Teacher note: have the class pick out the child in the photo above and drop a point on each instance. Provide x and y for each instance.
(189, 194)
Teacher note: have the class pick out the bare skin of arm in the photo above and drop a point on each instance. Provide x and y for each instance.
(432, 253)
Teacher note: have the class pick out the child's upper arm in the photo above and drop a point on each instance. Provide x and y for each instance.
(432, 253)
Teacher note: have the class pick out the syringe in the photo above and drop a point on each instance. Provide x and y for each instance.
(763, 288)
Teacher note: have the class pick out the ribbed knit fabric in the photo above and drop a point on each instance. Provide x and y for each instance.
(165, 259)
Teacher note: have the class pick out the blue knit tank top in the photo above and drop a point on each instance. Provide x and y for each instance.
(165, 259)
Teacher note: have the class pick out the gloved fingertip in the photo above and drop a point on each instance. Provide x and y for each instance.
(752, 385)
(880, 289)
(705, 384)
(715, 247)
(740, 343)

________

_TASK DETAILS_
Reproduce every line of the data above verbatim, altering nothing.

_REPLY_
Teacher note: have the class pick out the child in the photo above and drop a point on each instance. Provide x and y for each instance.
(189, 194)
Teacher note: have the class pick out the bare skin of arm in the photo above and drop a point on each instance. Provide x and y for each instance.
(432, 253)
Teacher note: have the class pick out the child's upper arm in the photo above and drop a point on each instance. Provide x and y for each instance.
(432, 253)
Teacher note: have the class pick out the syringe in the photo above and drop a point on each instance. Provide x and y for each instance.
(763, 288)
Teacher note: have the class pick out the ribbed knit fabric in the photo above and drop a point on each instance. Provide x and y for each instance.
(165, 259)
Teacher note: have the class pick out the blue knit tank top in the photo above and drop a point on each instance. Provide x and y for each instance.
(165, 259)
Teacher note: have the class pick out the gloved fingertip in the photo above and drop a point on each instance. Provide x and y for each instance.
(752, 385)
(880, 289)
(705, 384)
(715, 247)
(740, 343)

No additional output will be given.